→ Given problem
Could you repeat, word for word, every line from the one containing "the white wall" through the final line of the records below, and nothing else?

BEGIN Input data

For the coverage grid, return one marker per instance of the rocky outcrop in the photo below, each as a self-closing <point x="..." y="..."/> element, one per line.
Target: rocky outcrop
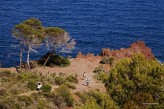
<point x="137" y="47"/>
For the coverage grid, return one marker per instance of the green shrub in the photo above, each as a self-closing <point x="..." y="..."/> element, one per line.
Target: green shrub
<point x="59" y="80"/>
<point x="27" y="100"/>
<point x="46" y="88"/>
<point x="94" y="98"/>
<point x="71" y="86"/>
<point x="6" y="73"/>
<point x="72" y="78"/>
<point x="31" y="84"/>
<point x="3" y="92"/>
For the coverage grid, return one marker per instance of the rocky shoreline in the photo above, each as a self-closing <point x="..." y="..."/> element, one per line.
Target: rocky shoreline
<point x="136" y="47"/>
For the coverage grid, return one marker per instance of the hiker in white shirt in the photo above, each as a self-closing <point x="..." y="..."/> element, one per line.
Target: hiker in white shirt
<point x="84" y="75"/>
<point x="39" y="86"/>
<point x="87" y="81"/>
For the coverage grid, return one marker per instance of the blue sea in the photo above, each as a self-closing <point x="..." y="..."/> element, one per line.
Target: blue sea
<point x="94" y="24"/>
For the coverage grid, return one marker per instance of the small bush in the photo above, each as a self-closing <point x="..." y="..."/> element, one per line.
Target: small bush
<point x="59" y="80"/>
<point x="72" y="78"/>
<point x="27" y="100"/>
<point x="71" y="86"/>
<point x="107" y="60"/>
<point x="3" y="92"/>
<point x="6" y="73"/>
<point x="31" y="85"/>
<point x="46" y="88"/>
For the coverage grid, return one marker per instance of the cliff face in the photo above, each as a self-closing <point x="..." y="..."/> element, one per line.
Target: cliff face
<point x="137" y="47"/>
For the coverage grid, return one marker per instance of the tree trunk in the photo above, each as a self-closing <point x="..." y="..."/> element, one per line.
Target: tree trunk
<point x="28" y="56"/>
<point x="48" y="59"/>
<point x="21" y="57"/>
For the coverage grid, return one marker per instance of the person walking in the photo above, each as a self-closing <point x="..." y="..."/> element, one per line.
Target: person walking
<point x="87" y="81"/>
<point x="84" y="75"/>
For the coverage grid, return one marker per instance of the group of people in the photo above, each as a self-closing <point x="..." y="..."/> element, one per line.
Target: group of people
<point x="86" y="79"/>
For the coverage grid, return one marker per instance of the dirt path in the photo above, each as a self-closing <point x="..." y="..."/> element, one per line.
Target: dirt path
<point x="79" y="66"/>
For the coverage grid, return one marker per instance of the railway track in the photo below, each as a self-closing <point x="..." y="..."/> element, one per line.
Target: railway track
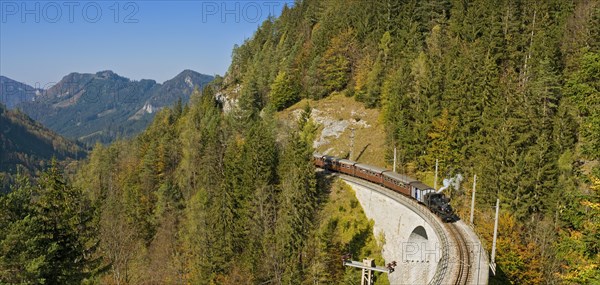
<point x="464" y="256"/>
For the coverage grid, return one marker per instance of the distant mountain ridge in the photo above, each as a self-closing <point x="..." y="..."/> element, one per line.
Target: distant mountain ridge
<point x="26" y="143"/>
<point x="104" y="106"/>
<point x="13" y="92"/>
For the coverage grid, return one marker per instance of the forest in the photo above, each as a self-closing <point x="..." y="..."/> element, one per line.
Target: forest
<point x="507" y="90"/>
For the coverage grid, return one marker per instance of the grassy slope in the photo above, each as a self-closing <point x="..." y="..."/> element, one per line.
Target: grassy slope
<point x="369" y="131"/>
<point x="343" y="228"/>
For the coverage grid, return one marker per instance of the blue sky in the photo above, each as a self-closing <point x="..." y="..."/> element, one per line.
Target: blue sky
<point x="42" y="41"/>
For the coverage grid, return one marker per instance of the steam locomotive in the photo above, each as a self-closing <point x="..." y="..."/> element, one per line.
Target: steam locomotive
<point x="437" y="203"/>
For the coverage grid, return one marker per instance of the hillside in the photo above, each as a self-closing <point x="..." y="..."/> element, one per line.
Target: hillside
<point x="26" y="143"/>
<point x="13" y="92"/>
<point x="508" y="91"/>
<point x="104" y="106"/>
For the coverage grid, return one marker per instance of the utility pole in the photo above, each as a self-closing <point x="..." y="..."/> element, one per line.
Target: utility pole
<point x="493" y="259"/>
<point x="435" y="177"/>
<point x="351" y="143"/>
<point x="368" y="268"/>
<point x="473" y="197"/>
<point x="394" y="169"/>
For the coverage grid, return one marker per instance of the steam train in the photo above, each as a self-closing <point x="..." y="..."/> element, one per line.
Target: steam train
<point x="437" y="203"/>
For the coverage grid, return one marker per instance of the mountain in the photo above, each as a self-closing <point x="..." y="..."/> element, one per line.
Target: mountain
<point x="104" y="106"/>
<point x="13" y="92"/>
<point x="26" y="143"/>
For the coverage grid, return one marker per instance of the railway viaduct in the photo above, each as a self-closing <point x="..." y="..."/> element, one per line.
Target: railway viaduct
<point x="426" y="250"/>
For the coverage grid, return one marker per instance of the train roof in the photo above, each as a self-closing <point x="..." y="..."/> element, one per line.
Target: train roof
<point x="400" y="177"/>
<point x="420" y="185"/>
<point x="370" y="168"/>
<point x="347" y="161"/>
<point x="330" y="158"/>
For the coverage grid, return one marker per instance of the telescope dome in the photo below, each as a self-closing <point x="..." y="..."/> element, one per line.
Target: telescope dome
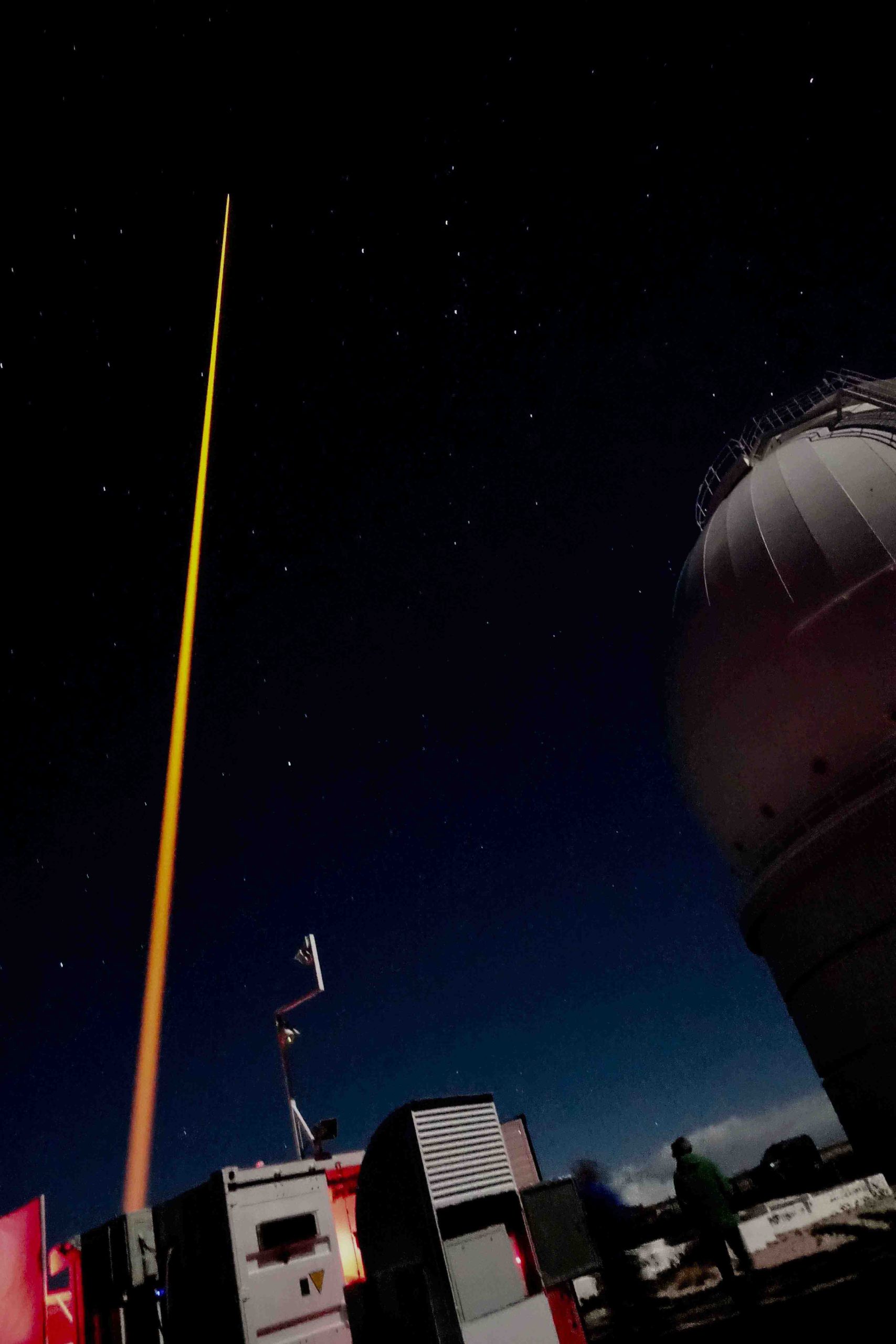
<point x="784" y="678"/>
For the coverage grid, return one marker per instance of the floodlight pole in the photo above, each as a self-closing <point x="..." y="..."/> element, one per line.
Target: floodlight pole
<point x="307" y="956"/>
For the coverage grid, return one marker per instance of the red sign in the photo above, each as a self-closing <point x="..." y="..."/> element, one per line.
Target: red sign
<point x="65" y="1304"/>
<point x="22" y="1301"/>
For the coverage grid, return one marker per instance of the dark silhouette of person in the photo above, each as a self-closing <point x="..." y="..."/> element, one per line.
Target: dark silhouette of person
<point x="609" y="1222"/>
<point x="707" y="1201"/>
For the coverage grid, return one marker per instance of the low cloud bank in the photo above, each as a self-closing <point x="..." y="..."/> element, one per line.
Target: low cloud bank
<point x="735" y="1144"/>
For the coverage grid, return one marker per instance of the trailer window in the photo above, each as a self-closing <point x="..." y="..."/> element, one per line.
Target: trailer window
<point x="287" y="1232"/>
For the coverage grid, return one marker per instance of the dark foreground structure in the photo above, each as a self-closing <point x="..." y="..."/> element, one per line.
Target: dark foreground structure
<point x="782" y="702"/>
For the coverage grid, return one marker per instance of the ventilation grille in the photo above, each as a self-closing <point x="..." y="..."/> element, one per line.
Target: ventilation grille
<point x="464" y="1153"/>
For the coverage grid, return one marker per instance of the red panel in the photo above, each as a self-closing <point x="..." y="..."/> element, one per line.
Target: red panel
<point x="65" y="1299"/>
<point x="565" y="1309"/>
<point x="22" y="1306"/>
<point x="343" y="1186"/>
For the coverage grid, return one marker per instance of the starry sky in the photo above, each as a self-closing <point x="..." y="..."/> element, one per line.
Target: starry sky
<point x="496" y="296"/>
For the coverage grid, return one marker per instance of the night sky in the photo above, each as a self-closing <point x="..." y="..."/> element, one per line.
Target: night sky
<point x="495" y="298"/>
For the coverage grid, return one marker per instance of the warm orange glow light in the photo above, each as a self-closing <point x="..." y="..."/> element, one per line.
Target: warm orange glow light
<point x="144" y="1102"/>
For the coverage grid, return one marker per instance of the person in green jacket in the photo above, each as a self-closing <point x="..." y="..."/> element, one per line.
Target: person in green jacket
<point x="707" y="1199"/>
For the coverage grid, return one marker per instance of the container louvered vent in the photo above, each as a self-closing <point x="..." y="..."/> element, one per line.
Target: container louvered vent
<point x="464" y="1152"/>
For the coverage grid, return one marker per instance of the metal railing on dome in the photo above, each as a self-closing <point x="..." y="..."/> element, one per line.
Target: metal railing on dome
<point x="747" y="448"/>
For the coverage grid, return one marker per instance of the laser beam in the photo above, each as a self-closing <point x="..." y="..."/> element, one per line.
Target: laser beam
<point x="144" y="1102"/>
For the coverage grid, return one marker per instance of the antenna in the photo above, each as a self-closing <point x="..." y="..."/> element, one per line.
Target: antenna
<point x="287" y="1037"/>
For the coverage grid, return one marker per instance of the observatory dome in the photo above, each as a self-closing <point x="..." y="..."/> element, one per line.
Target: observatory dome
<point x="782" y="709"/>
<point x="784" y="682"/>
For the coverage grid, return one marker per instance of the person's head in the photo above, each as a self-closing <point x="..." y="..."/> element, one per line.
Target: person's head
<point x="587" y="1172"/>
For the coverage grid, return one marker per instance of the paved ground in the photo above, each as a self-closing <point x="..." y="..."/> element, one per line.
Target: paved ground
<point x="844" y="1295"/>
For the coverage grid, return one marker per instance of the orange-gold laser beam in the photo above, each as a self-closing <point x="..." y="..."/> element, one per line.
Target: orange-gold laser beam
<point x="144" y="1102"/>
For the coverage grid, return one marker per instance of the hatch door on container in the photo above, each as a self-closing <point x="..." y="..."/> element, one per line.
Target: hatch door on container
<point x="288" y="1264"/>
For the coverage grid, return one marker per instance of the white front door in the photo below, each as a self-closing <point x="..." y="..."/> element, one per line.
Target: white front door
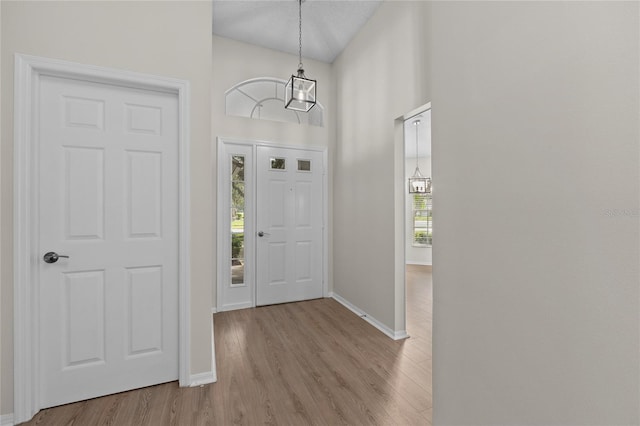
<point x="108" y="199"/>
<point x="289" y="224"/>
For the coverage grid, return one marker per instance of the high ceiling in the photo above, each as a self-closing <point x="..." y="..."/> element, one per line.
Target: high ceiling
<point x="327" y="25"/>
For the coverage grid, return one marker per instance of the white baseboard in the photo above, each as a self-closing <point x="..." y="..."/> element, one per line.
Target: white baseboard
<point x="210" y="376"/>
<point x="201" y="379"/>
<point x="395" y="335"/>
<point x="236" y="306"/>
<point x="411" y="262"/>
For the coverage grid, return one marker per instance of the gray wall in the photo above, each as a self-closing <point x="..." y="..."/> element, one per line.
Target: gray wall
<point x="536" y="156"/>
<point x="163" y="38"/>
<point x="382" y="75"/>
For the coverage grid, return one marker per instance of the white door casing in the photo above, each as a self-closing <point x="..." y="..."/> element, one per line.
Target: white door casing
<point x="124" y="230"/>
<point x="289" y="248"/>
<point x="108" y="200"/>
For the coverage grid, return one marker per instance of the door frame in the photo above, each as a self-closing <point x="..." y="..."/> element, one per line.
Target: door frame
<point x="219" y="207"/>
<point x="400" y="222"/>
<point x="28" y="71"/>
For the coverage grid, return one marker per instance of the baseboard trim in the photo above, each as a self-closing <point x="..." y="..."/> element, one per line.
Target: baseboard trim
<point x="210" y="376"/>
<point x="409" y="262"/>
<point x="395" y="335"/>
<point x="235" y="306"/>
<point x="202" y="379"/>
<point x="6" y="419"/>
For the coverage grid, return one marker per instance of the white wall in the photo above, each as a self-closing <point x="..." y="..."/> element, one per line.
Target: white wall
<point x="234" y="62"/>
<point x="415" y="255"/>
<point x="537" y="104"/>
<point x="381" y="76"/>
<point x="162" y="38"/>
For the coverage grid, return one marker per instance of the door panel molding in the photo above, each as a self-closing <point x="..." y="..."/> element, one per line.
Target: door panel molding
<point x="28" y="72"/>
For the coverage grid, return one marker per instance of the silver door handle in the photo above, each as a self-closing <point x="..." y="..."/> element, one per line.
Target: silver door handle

END Input data

→ Expected output
For the coverage grid, return one marker per instance of the white wall in the photo above, each as a self-closing <point x="..." y="..."/> element, one per line.
Target: white wall
<point x="234" y="62"/>
<point x="415" y="255"/>
<point x="537" y="104"/>
<point x="381" y="76"/>
<point x="162" y="38"/>
For the coverage grid, return one marker per instance of the door panel molding in the photo above, each as a self-closing <point x="..." y="..."/> element, one per line.
Target: door panel molding
<point x="28" y="72"/>
For the coverage grid, return one marker per instance of the silver door handle in the photo above, each as a self-closing <point x="..." y="..."/> element, one per line.
Target: silver door handle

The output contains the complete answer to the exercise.